══ AVAILABLE DATA ══
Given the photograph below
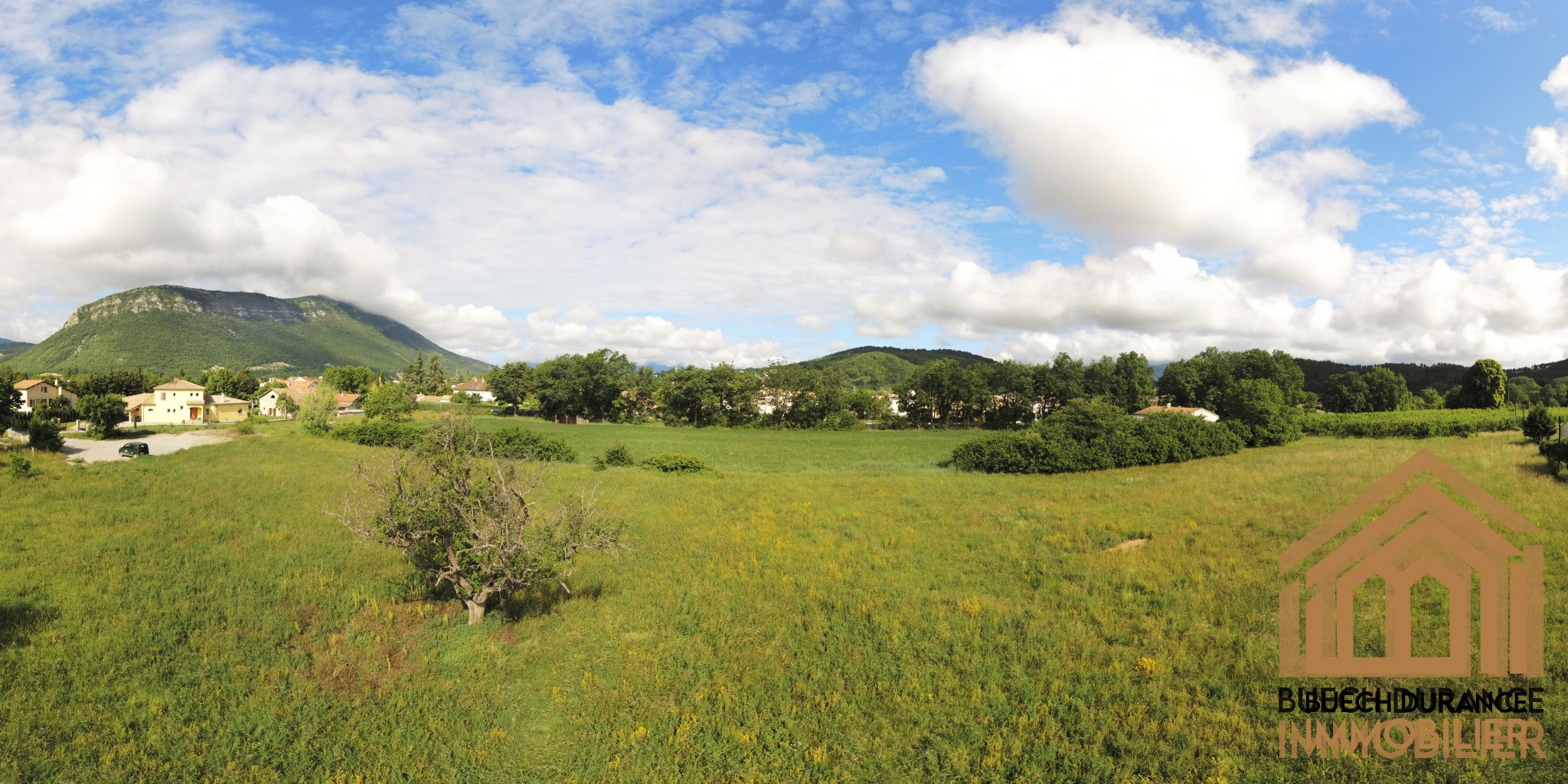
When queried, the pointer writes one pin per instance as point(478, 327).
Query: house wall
point(227, 411)
point(172, 407)
point(40, 393)
point(267, 405)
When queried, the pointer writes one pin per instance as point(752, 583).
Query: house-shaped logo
point(1424, 534)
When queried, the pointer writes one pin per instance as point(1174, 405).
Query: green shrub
point(1556, 453)
point(676, 463)
point(381, 433)
point(1539, 423)
point(1415, 423)
point(44, 435)
point(528, 444)
point(616, 455)
point(1109, 443)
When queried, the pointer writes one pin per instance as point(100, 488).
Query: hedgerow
point(1159, 438)
point(528, 444)
point(1415, 423)
point(381, 433)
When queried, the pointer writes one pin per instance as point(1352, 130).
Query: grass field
point(825, 607)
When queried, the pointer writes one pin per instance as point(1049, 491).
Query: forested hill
point(172, 328)
point(1439, 375)
point(882, 368)
point(13, 347)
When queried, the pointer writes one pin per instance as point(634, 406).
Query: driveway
point(90, 450)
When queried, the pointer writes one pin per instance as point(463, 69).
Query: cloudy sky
point(742, 181)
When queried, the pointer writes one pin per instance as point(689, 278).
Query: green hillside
point(170, 328)
point(13, 347)
point(884, 368)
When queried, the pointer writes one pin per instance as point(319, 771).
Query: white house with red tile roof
point(38, 390)
point(182, 402)
point(1200, 413)
point(475, 386)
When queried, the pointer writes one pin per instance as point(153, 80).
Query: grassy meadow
point(824, 607)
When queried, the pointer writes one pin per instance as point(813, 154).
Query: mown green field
point(825, 607)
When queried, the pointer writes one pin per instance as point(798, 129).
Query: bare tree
point(469, 519)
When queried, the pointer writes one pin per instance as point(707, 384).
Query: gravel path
point(90, 450)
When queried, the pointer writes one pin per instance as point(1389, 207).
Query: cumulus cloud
point(1137, 139)
point(468, 190)
point(1291, 22)
point(1165, 305)
point(645, 339)
point(1499, 21)
point(1548, 145)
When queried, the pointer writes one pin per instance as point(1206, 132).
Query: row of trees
point(607, 386)
point(1484, 384)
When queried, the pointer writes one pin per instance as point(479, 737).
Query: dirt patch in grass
point(371, 652)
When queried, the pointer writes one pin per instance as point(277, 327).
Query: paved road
point(90, 450)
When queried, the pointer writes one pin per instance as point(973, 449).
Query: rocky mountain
point(172, 328)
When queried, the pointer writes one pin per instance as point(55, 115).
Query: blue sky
point(703, 182)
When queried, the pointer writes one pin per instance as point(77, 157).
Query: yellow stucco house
point(184, 403)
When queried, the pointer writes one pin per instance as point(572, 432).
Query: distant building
point(347, 403)
point(1201, 413)
point(184, 403)
point(38, 390)
point(270, 403)
point(475, 386)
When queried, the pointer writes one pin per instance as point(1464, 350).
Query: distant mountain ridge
point(172, 328)
point(884, 368)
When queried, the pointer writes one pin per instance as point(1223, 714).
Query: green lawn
point(825, 607)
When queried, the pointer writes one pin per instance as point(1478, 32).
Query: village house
point(270, 402)
point(38, 390)
point(347, 403)
point(1200, 413)
point(475, 386)
point(182, 402)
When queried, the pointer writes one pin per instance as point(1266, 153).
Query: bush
point(616, 455)
point(380, 433)
point(528, 444)
point(1415, 423)
point(676, 463)
point(1556, 455)
point(1159, 438)
point(1539, 423)
point(44, 435)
═══
### EXERCISE DETAILS
Repeat only the lines from the one holding "as point(572, 432)." through the last line of the data.

### RESULT OF THIS EXERCISE
When queried, the pointer writes one pin per instance as point(572, 432).
Query: distant building
point(347, 403)
point(1201, 413)
point(184, 403)
point(38, 390)
point(270, 403)
point(475, 386)
When queried, the pointer writes one pin per instance as point(1464, 350).
Query: distant mountain ridge
point(172, 328)
point(884, 368)
When queried, the pointer writes one pin per instance as point(1223, 714).
Query: green lawn
point(825, 607)
When queried, the pointer writes one pin per instance as point(1478, 32).
Query: village house
point(270, 402)
point(38, 390)
point(347, 403)
point(1200, 413)
point(475, 386)
point(182, 402)
When queried, the pointer writes one pin per instance as point(1266, 153).
Query: bush
point(616, 455)
point(380, 433)
point(528, 444)
point(1415, 423)
point(676, 463)
point(1556, 455)
point(1159, 438)
point(1539, 423)
point(44, 435)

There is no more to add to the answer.